#### Tarea 1:
Traduce al inglés esta oración del fragmento sobre el dúo de Meg y Jack White: "La sorpresa, atada a lo minimalista del grupo, es un antídoto para el control de nuestro estado mental y/o anímico."
#### Tarea 2:
Continúa el fragmento sobre el dúo de Meg y Jack White a partir de su última oración.

#### Fragmento de página:
Dicha “fórmula” abre paso a un plano, en el cual la guitarra. Se alista por encima de todo sin descuidar lo imprescindible del resto. Esto, se cristaliza en escena cuando el volumen del instrumenta supera un interrogante previo: ¿Será lo suficientemente bestial para el público?.
El dúo de los hermanos Meg y Jack White relucen su distintivo sonido que es repetitivo a lo largo de sus cuatro álbums. Además de su satisfacción por obtener una lograda patente, parecen no estar detenidos en el limbo. Un desvío. Otro destino. La sorpresa, atada a lo minimalista del grupo, es un antídoto para el control de nuestro estado mental y/o anímico. Ella, tímida por demás, y escueta en sus palabras (esboza un puñado de Thank you) detrás de los tambores, tiene un aliado hormonal: el tempo. Su corazón es un metrónomo y su cambio de velocidad corporal le indica los movimientos a seguir. Palpitaciones. Mientras, su hermano, las tiene a velocidad de la luz, se muestra desenfrenado y más abierto a la audiencia, con una sonrisa desbordando la comisura de sus labios.

#### Datos de entrada:

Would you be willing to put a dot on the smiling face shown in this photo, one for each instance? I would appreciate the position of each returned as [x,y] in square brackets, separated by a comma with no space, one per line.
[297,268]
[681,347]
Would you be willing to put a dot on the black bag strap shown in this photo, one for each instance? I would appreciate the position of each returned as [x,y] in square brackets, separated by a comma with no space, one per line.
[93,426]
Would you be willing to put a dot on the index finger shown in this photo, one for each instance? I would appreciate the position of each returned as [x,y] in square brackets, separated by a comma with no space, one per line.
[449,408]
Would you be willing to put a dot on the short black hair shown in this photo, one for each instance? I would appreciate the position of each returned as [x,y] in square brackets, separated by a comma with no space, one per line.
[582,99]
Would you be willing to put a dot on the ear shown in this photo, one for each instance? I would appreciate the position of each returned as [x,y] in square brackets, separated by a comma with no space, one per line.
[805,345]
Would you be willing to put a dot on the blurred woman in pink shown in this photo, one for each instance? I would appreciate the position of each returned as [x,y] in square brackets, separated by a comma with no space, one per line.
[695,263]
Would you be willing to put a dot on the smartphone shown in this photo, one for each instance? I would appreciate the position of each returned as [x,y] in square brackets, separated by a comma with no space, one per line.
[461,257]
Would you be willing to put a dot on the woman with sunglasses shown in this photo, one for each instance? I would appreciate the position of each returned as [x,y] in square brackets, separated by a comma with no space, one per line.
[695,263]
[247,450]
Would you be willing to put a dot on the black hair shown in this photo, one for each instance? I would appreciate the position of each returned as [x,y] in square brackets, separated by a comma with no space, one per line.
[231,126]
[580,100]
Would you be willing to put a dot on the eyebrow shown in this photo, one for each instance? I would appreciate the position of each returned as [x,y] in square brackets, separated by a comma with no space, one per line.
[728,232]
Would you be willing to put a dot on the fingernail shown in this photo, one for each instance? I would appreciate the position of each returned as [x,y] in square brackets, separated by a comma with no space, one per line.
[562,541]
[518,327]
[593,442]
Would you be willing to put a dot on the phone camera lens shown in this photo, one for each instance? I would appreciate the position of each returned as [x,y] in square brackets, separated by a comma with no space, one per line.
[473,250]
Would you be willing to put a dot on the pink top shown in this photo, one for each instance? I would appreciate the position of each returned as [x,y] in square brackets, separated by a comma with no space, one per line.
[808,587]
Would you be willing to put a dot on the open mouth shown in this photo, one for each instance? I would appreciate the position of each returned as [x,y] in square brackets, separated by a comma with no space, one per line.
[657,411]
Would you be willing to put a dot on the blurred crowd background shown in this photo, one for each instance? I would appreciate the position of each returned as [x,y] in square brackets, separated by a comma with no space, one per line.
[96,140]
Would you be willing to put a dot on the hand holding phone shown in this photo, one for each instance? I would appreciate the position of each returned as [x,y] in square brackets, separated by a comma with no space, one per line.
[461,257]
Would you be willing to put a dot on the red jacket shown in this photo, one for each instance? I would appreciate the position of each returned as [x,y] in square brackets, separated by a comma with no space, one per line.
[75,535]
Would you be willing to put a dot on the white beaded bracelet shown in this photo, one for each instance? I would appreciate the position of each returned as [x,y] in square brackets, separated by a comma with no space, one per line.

#### Respuesta escrita 1:
The surprise, tied to the group's minimalism, is an antidote for the control of our mental and/or emotional state.

#### Respuesta escrita 2:
El vistazo final anticipando el show. 7000 personas despojan sus presagios, augurios y ansiedad típica. Ese rugir del calzado. Las zuelas llevan impregnadas diferentes sensaciones. Y cuando siento la pisada: Aplastar. El deseo hecho polvo y finalmente real.
Los White Stripes sugieren demasiado. ¿Grunge?, ¿Rock?, ¿Garage?, ¿Punk?. Es cada una de estas individualidades combinados con el matiz de su cantante. “Hotel Yorba”, o un Jack White tomando prestado a un imaginario Johnny Cash modelo 2000, estalla con rabia punk sumado al tinte folk-country que imprime la candidez de su guitarra acústica. La violencia de los cambios frenéticos, casi apurados, como desorientándonos la óptica suceden en “Black math” intentando contener los vúmetros de la consola. Los decibeles gritan. No hay opción. Sometimiento de los sentidos.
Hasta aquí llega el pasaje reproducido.